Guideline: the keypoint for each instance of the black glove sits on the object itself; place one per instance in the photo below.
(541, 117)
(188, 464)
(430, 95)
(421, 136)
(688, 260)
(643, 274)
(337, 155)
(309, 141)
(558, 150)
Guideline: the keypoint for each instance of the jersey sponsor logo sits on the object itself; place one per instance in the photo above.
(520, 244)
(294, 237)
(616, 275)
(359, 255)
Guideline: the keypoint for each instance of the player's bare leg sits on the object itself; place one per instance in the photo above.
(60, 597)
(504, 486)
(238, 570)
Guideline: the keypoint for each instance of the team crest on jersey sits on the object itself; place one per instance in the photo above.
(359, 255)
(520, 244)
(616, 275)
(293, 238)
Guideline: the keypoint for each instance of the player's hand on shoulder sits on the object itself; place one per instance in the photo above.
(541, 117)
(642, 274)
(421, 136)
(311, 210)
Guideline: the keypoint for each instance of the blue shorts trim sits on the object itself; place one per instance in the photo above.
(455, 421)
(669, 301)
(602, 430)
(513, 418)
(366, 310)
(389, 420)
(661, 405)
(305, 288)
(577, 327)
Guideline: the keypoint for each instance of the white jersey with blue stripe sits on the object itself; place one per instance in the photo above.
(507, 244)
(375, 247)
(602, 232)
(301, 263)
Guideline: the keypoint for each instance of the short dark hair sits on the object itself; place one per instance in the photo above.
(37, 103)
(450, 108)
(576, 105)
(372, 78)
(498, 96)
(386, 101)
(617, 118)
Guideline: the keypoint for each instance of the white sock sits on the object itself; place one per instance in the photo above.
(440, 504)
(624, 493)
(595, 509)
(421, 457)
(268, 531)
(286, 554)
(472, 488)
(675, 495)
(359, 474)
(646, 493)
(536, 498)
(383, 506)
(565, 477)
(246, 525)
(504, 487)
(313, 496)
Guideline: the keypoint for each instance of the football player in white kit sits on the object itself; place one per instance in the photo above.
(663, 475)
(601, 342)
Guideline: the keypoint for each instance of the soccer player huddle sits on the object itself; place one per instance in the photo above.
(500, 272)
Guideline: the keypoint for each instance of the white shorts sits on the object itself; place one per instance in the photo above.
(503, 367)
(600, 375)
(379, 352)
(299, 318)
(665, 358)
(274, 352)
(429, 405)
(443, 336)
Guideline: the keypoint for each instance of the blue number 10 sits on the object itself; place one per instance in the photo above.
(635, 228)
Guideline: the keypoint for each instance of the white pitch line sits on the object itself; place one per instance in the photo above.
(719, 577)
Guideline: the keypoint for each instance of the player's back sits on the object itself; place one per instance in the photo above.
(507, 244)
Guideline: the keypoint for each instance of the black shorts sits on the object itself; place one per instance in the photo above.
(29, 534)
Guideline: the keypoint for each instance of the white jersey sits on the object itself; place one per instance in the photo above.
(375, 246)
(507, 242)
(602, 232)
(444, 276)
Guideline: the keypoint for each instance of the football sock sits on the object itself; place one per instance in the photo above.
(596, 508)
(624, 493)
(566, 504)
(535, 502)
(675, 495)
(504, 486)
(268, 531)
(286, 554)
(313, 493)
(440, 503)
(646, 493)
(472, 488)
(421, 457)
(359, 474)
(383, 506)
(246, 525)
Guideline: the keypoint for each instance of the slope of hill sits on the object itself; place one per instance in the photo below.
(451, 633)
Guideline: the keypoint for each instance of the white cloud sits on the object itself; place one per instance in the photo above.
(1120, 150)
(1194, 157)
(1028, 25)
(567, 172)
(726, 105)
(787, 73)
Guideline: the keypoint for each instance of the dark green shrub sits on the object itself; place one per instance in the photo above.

**Your objective**
Reproduce all of the data above, replacing "keypoint" with "marker" wherever it appears and leaving everything else unchanged.

**Answer to this problem**
Guideline: the marker for each instance of the black glove sits on the object itself; place one per instance in the photo below.
(541, 117)
(188, 464)
(430, 95)
(421, 136)
(688, 260)
(643, 274)
(337, 155)
(309, 141)
(558, 150)
Guideline: the marker for each instance of the jersey sponsor logo sits on the object itself; place one per instance in the photo above.
(520, 244)
(294, 237)
(616, 275)
(359, 255)
Guideline: the marker for each instance of the player's bare leg sits on the object itself; place one per instance in the photo above.
(60, 597)
(504, 486)
(238, 570)
Guideline: the marker for each instance of the team crest on jersey sits on the object itself; place one per instance in the photo above.
(359, 255)
(520, 244)
(616, 275)
(293, 238)
Guideline: the marker for each instance of the player's hand on shoulder sits on the object itself; place one per instance in the photo above.
(541, 117)
(642, 274)
(421, 136)
(311, 210)
Guideline: the marker for each instance of the blue shorts trim sits on the object itself; place one per instance in the photo above.
(455, 421)
(669, 301)
(602, 430)
(513, 418)
(366, 310)
(389, 420)
(661, 405)
(305, 288)
(577, 327)
Guideline: the marker for each instance of the white jersey with blue stripe sits on the object itself; place one per instance in the photo above.
(507, 244)
(375, 247)
(602, 232)
(301, 263)
Guideline: the marker for each instance of the short dark hair sits on the object itself; place one per instance in the photo above.
(37, 103)
(450, 108)
(576, 105)
(372, 78)
(498, 96)
(386, 101)
(617, 118)
Guideline: the marker for each instance of the white sock sits on the object itself; place one per instance in the photo above.
(440, 504)
(624, 493)
(595, 509)
(421, 457)
(268, 531)
(286, 554)
(472, 488)
(675, 495)
(359, 474)
(646, 493)
(536, 498)
(383, 506)
(565, 477)
(246, 525)
(504, 487)
(313, 496)
Guideline: the marker for each instance of the football player in white kit sits on the object itself; place one per instance in the photo above.
(663, 475)
(601, 342)
Guideline: the marker for each instance of the soccer player huddle sits on the object itself; place one per instance in the photo above.
(500, 272)
Guideline: the marker for each instance of the white shorts sits on the object itself; place one per instance in the photo above.
(503, 367)
(600, 375)
(379, 352)
(299, 318)
(665, 358)
(274, 352)
(429, 405)
(443, 336)
Guideline: the marker for each instance of the blue number 10 sits on the object itself; place one per instance in the photo above.
(635, 228)
Guideline: the marker for each instance of the white pitch line sits on the object itself; place one per instance in the photo above.
(719, 577)
Guideline: the marker for each instance of the player's back sits on the object itself; place one per instance in the photo above.
(507, 244)
Guideline: the marker for each instance of the black shorts sits on the object itself; place one per instance in the photo above.
(29, 534)
Guideline: the marker for each instance of the white jersey sits on the object itself; place one per instance in the photo above.
(375, 246)
(507, 242)
(602, 232)
(444, 276)
Guideline: the marker for each instance of the football sock sits on the object itself; place one per instance in the photo above.
(596, 508)
(624, 493)
(566, 504)
(535, 502)
(675, 495)
(504, 486)
(268, 531)
(286, 554)
(313, 493)
(440, 503)
(646, 493)
(472, 488)
(421, 457)
(359, 474)
(383, 506)
(246, 525)
Guideline: the marker for each instance of the slope of hill sits on the object itself; place one per instance in the photo below.
(451, 633)
Guideline: the marker for each instance of the white cloud sits on the object itself; place one per instance in the photo above.
(1120, 150)
(1194, 157)
(1028, 25)
(567, 172)
(726, 105)
(787, 73)
Guideline: the marker for each instance of the dark green shrub sits on the object itself; place one per instance in the photo above.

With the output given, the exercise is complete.